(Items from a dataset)
------------------------------------

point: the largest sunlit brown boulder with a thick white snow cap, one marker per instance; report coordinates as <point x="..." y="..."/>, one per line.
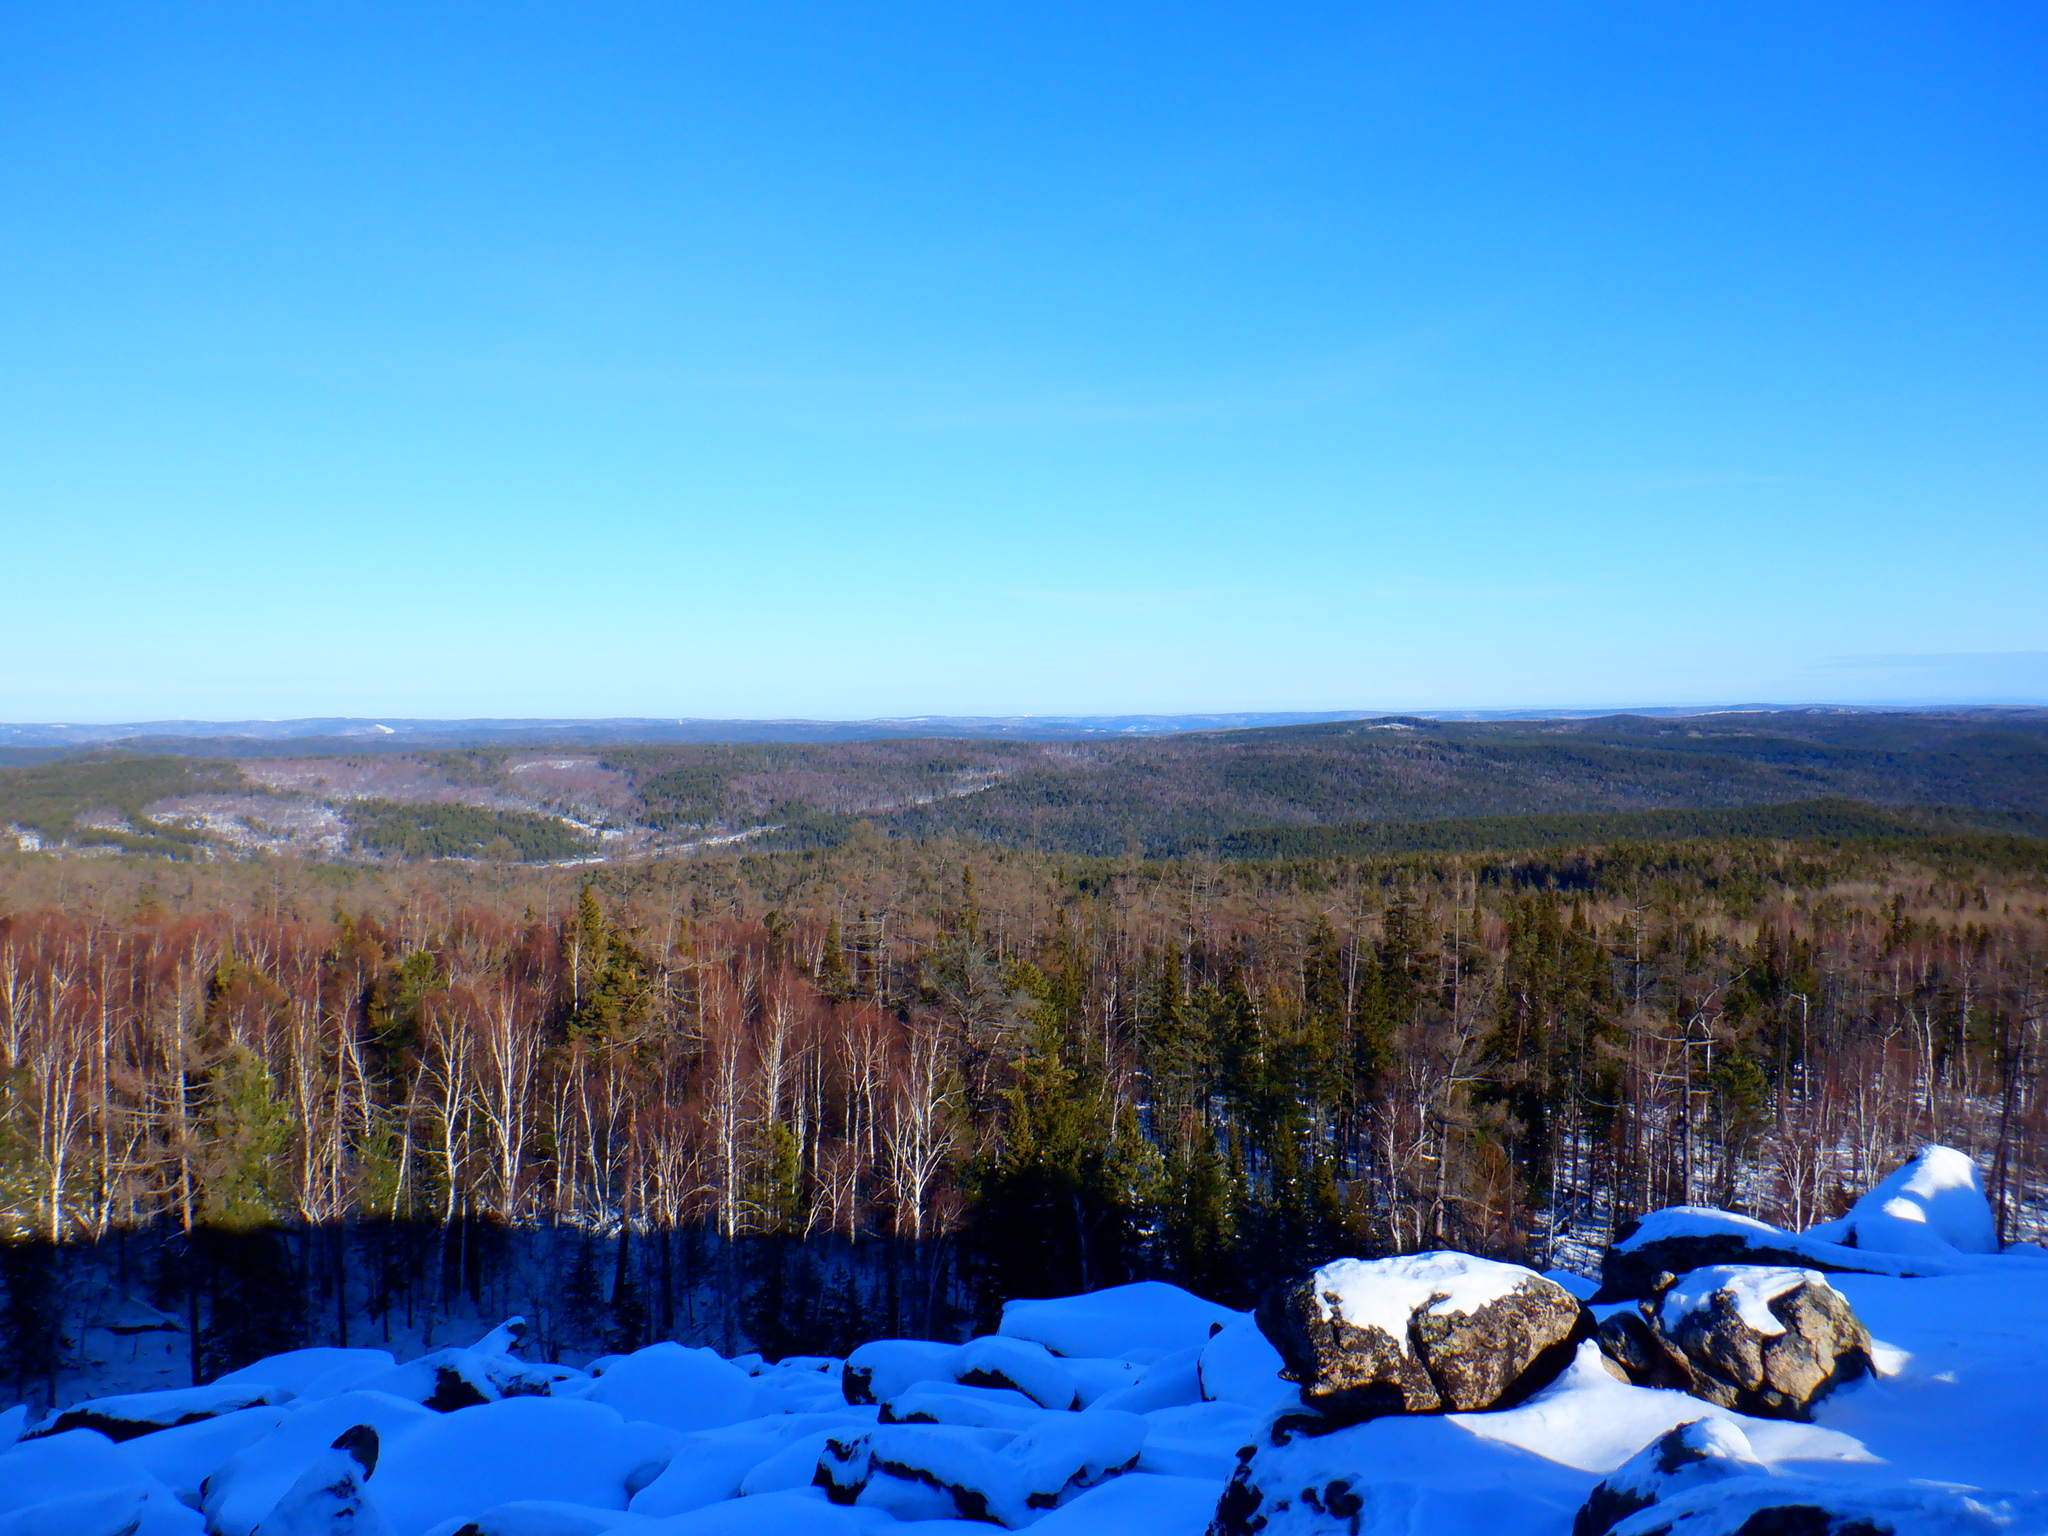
<point x="1422" y="1334"/>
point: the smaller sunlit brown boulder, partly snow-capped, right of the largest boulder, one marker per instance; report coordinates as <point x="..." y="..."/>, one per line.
<point x="1760" y="1340"/>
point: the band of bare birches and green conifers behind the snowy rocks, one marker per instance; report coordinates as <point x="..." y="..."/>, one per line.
<point x="1033" y="1076"/>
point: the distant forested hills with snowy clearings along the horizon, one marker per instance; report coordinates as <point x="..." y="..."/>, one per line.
<point x="1340" y="787"/>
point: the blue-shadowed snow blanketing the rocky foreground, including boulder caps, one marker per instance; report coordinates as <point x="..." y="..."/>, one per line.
<point x="1129" y="1412"/>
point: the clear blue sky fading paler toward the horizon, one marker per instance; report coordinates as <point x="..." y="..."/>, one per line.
<point x="996" y="357"/>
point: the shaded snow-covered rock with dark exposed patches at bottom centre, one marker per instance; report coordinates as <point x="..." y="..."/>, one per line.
<point x="980" y="1474"/>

------------------------------------

### WORK INSTRUCTIONS
Nothing but the text is wanted: repeat the data above exactly, without its images.

### FINISHED TASK
point: the largest sunlit brown boulder with a thick white snow cap, one marker per instance; report coordinates as <point x="..." y="..."/>, one per line.
<point x="1422" y="1334"/>
point: the smaller sunlit brown boulder, partly snow-capped, right of the largest boulder, one marker per instance; report coordinates as <point x="..." y="..."/>, one per line.
<point x="1760" y="1340"/>
point: the band of bare birches and green conifers behind the snowy rocks, one marker per instance; report coordinates as <point x="..." y="..."/>, one per line.
<point x="1033" y="1076"/>
point: the distant forested hills with snowy clearings along the horizon, one marker per instance; report coordinates as <point x="..." y="..."/>, one per line.
<point x="1340" y="787"/>
point: the blue-shadowed snow blanketing the rocky foreground, including boulder caps, one marker per instance; report coordinates as <point x="..." y="..."/>, one per line.
<point x="1129" y="1412"/>
point: the clear blue sky fading paler toward the horizon, one marker per instance; report coordinates as <point x="..." y="..."/>, one per line.
<point x="996" y="357"/>
point: the shaded snow-covered rock with dark exposed patches at bottom centre, one marker per instance; report coordinates as <point x="..." y="..."/>, one per line.
<point x="980" y="1474"/>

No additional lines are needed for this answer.